=== Text excerpt ===
Saturday, July 24, 2010

Legs, Eyes and Hearts

Everyone keeps asking about Duke and how he is. Just a couple weeks ago I thought I was going to have to let him go. I was no where ready to do it. Turns out, he was no where ready to go either. He had a bacterial infection in his mouth and the vet gave him antibiotics to help with it. He had stopped eating and apparently, that is why. After his first dose of antibiotics, he started eating like a horse.

He still can't walk without me. He can't do much without me. And he lets me know...and everyone else within a one mile radius. He wails when I'm not in the room with him. I guess he's nervous and he's scared. I'm his comfort. I'm what he sees as his source of safety. That or he's being a brat. Maybe a little of both.

Tonight is a different Duke. For some reason he won't stop crying. He's had his pain pills. He has food in his stomach. I'm in the room. So what is wrong?

=== Data ===

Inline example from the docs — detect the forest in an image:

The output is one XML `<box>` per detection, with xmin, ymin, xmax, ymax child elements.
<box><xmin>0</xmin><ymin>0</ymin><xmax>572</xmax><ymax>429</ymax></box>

=== What to produce ===
Continue the blog post about Duke from the point where it stops.

=== Answer to the problem ===
I think he's sad. I think he just wants to be able to walk around and do what he wants to do. He's always been a very independent, protective dog. If I was ever in the house alone at night, he'd often sleep by the door or on the bed with me. He was always looking out the windows. Running the perimeter of the fence. Doing his "manly" thing. He has always been my protector and now he can't be and I really think he's sad.

It's a debilitating feeling to be in his position. He knows what he wants to do. What he feels he needs to do. He is totally unable to do it all though. And I'm sure he is exhausted. I want him to know I understand and just want him to rest.

So I sat by him and pet him until he fell asleep. Though he keeps lifting his head and glancing my way to make sure I haven't gone anywhere. I understand that, too. My kids still do it.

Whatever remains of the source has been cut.